DOCUMENT SECTION =>
#####

RIT retools its wastewater testing approach for the spring semester
RIT is continuing to refine the way it monitors wastewater to assess the prevalence of coronavirus on campus.
This semester, RIT has become more strategic with its wastewater sampling, pulling from multiple manholes four times per week to give the university a view of the COVID-19 population levels on RIT’s campus.
Officials say the unique approach to evaluating public health remains a crucial tool because it can provide an early indicator if the virus is spreading in a particular area since people infected with coronavirus shed the virus before they begin displaying symptoms.
“We’re using all this information to get a better understanding of COVID-19 is in our population,” said Jennifer Schneider, the Eugene H. Fram Chair of Applied Critical Thinking and a professor in the Department of Civil Engineering Technology, Environmental Management and Safety. “When you combine that data with the individualized testing we’re doing, you can really get a sense of the health of our community.”
Schneider, who spearheads RIT’s wastewater testing initiative, said that RIT has worked with Monroe County and others in the region to develop the process and has weekly meetings with other local colleges and some as far away as Connecticut who are using wastewater for coronavirus testing.

#####

PROVIDED RECORDS =>
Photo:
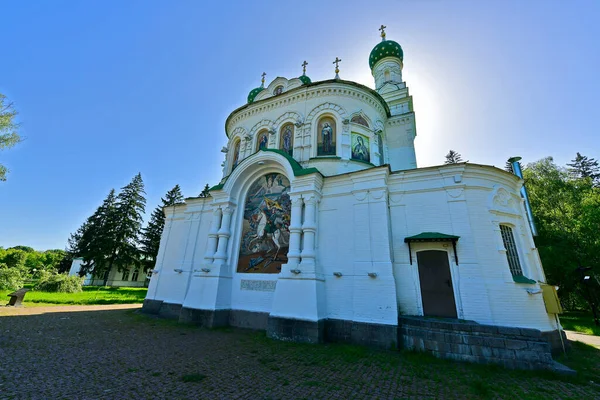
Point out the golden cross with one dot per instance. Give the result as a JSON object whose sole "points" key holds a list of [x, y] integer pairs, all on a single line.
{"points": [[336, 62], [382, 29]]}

#####

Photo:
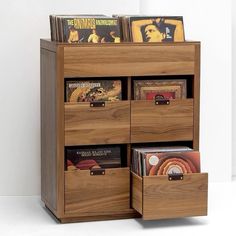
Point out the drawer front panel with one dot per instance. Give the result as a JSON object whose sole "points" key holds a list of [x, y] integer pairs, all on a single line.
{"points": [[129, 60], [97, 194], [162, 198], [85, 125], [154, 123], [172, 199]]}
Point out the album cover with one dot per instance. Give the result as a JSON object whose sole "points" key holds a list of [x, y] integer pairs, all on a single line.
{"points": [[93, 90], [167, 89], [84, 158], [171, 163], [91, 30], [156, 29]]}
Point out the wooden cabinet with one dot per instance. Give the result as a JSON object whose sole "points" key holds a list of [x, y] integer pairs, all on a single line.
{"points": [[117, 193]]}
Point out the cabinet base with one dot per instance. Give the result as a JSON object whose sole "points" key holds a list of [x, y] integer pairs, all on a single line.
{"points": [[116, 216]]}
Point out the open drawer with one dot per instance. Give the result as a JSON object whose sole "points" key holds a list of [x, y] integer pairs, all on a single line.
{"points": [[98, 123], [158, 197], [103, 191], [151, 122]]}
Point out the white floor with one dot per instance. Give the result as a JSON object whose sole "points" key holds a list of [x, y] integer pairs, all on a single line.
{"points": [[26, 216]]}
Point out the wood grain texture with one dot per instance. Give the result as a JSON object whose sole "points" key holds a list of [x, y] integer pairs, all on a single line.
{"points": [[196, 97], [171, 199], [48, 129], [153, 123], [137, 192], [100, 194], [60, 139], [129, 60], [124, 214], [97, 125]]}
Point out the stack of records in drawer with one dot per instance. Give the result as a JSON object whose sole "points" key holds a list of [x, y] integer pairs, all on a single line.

#####

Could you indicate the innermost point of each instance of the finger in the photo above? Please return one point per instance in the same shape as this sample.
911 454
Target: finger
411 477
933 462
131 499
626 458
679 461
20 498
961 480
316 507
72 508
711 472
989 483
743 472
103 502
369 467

#####

EXERCISE GOAL => Using the RIT wastewater testing text above, decide whether each statement agrees with it. Answer yes or no and quote the deciding words. (a) RIT takes wastewater samples from multiple manholes four times per week. (b) Schneider meets monthly with other colleges that use wastewater for coronavirus testing. (c) People infected with coronavirus shed the virus only after their symptoms appear.

TASK ANSWER =>
(a) Yes: "pulling from multiple manholes four times per week"
(b) No: "has weekly meetings with other local colleges"
(c) No: "shed the virus before they begin displaying symptoms"